▸ **TRY IT**:
In the workout forum thread shown below, which book does UnseenShadow suggest reading for Bruce Lee's training routines and philosophies?

___ TEXT SHOWN ___

Personally, I do sets of these with the triangle at my naval and at the center of my chest. It gives you a pretty full chest work-out (although, not complete, better then any normal push-ups, in my opinion) and an excellent tricep work-out. Once they become too easy, you can begin straping weight on your back.

Anyone know of some unique full-abdominal exercises?


----------



## UnseenShadow (Sep 26, 2004)

Bruce Lee has always been one of my inspirations. On the big screen he fought with devastating brutality and yet paradoxically, his movements were graceful, almost balletic. But it was what he did offscreen that I admire most. He went through so many struggles in elevating the martial arts and contending with bigotery, yet endured and always ended up better because of it. But enough of my babbling :b I don't know if his physique is a result of genetics but I do know he worked his *** off for it. Try reading the Tao of Jeet Kune Do, some of his training routines and philosophies are inside.


----------



## swiv2D (Oct 20, 2005)

Here's another tip while running on a treadmill (cause you'll look silly doing this outside) stick-out your lower abdominal, the lower part of your stomach, so that it feels like your lower part of your stomach is out and your upper abdominals are tucked in. Holding this while running try breathing while pushing down on your diaphragm muscle so it allows more air into your lungs, slouch down alittle if it'll help, and just breath like that and see how many strides you can take before you have to breathe again. This should work your abdominals plus increase oxygen in take, it helps your cardio out.


----------



## RMJS (Jun 9, 2005)

swiv2D said:


> Here's another tip while running on a treadmill (cause you'll look silly doing this outside) stick-out your lower abdominal, the lower part of your stomach, so that it feels like your lower part of your stomach is out and your upper abdominals are tucked in. Holding this while running try breathing while pushing down on your diaphragm muscle so it allows more air into your lungs, slouch down alittle if it'll help, and just breath like that and see how many strides you can take before you have to breathe again. This should work your abdominals plus increase oxygen in take, it helps your cardio out.

___ RAW DATA ___

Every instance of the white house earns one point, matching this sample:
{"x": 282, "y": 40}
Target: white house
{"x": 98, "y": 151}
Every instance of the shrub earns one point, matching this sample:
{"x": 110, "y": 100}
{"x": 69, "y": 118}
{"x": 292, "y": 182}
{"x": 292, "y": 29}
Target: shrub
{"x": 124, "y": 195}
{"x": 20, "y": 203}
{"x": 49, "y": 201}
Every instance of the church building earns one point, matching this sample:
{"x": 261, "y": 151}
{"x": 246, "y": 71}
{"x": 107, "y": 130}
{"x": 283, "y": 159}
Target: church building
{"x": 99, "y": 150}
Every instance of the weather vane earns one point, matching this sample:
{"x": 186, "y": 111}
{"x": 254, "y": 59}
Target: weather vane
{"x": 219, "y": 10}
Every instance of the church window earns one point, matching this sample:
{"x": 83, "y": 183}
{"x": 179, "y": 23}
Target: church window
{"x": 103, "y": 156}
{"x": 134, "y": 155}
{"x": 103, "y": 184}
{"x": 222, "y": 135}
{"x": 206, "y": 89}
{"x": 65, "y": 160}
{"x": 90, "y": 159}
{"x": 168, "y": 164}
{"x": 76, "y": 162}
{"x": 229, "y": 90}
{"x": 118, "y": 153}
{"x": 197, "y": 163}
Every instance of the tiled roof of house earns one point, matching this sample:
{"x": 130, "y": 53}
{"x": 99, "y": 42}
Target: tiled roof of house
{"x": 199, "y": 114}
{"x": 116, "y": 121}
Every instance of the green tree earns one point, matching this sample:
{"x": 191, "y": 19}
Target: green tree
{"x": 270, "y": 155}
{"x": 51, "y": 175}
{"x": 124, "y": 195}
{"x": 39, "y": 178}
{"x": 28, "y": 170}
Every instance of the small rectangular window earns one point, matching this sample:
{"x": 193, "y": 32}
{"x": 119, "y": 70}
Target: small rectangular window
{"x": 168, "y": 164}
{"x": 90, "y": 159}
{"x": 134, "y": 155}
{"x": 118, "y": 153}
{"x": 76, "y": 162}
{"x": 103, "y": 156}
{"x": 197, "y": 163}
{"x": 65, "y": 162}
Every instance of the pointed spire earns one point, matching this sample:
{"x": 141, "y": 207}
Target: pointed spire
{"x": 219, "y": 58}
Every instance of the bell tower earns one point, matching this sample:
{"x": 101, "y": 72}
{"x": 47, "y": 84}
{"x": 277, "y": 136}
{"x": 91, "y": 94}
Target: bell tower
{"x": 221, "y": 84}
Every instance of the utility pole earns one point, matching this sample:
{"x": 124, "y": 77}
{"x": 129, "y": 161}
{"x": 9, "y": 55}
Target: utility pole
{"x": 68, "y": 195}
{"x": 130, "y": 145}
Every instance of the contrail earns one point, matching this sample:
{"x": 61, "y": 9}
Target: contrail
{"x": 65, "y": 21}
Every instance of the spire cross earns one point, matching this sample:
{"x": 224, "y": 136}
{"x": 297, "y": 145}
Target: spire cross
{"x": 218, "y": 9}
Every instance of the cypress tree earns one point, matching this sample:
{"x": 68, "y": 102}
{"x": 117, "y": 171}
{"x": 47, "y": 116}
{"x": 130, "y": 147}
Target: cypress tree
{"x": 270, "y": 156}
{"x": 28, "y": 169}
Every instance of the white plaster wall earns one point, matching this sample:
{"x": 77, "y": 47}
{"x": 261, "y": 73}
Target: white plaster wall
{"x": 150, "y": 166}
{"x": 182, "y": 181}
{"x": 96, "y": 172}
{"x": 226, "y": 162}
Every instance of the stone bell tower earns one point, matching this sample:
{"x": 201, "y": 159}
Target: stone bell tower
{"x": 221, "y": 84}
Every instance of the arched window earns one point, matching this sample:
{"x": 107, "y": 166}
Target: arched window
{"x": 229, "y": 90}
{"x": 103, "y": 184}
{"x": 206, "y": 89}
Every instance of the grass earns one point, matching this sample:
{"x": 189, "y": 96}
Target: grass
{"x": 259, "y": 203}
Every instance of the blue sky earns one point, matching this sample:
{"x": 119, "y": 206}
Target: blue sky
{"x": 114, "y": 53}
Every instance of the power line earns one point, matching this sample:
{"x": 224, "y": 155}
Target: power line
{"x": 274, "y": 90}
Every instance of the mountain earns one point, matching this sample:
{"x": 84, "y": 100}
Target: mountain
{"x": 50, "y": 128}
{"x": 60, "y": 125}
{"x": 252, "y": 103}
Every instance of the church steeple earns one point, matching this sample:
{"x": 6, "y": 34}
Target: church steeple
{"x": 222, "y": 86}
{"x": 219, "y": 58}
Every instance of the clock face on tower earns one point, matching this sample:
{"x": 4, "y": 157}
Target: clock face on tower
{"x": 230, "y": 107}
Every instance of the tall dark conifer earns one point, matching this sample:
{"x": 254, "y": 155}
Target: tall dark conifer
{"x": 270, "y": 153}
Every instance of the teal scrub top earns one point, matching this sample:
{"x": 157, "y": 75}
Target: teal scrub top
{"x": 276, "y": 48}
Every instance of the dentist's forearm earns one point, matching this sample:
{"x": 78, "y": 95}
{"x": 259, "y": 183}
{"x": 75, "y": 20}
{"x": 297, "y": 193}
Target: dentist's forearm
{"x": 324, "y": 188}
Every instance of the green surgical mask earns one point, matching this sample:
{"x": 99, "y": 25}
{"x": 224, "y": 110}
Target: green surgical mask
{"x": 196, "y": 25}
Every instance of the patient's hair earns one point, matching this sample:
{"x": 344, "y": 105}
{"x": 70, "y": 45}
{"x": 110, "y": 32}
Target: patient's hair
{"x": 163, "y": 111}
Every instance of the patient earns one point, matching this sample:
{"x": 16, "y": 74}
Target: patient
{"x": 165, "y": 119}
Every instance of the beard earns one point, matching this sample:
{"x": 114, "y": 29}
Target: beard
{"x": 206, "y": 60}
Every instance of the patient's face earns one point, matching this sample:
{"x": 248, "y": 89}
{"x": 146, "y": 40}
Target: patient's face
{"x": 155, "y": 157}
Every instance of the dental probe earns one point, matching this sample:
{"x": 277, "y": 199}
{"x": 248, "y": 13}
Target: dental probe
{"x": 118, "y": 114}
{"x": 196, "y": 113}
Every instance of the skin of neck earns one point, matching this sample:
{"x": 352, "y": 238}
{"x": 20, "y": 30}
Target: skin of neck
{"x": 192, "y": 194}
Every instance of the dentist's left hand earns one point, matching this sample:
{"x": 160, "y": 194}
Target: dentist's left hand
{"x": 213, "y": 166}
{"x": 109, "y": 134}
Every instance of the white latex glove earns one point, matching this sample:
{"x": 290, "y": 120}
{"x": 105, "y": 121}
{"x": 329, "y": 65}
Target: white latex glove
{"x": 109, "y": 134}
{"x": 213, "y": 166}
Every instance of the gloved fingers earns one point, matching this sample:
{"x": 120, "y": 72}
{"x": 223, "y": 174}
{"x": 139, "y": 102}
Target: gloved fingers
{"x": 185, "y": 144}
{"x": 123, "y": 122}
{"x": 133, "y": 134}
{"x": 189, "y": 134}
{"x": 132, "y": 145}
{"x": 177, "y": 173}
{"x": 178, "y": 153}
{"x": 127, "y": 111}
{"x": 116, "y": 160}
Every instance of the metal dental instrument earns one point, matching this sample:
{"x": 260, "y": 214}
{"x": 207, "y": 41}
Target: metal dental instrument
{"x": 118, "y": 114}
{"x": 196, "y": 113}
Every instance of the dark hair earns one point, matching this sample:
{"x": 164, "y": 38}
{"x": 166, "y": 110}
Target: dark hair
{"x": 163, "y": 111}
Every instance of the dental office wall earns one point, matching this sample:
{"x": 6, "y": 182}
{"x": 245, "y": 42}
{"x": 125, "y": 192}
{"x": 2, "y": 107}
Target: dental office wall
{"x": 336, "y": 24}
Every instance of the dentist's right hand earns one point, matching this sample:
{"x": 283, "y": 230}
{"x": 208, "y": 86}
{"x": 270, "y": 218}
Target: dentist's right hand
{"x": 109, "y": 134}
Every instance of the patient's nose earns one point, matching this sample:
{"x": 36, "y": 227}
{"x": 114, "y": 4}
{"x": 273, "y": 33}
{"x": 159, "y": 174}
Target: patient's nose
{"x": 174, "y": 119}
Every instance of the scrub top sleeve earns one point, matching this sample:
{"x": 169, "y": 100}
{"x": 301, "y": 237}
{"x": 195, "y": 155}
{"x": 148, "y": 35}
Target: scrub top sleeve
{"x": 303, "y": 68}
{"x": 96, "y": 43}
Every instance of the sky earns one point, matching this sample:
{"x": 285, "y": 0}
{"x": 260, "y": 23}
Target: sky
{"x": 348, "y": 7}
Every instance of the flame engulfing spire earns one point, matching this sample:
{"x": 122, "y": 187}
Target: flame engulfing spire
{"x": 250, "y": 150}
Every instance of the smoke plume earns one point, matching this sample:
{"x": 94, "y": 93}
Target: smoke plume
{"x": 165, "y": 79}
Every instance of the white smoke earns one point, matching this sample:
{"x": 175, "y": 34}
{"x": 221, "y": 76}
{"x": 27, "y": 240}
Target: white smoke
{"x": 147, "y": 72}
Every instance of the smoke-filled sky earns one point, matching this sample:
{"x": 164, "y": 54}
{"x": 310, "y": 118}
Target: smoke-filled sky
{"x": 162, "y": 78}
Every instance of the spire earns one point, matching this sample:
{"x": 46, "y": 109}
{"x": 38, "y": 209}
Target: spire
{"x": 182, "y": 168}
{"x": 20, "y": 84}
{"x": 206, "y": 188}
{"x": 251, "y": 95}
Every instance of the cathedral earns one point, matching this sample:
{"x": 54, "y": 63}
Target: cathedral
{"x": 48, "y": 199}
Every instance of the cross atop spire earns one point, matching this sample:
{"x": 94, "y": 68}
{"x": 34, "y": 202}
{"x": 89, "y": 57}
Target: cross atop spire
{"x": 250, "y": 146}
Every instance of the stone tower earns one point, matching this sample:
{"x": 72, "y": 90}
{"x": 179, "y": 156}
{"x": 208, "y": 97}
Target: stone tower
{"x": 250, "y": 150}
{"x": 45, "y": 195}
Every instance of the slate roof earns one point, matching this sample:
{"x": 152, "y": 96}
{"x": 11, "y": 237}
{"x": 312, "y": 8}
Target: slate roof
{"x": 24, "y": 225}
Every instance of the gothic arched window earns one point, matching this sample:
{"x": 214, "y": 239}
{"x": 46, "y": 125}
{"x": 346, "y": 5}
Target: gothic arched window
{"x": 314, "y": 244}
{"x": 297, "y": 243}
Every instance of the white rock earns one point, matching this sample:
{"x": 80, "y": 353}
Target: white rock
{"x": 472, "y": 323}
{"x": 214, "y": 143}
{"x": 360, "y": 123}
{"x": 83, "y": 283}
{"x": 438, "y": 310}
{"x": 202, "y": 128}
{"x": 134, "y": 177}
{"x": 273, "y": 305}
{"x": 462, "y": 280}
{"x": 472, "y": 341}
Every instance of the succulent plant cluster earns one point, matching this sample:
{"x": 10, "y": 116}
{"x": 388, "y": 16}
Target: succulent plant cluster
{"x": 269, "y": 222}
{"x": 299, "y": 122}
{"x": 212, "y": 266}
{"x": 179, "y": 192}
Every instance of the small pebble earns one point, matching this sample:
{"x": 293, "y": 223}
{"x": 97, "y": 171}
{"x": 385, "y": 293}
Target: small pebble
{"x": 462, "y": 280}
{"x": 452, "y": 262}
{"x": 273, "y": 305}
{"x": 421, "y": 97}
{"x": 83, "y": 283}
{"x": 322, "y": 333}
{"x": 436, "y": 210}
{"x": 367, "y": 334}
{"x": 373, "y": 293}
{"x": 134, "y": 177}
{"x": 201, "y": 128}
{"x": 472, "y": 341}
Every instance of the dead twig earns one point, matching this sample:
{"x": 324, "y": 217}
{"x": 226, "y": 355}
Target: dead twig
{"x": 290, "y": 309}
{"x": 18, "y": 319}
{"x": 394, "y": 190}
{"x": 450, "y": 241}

___

▸ **SOLUTION BELOW**:
The Tao of Jeet Kune Do.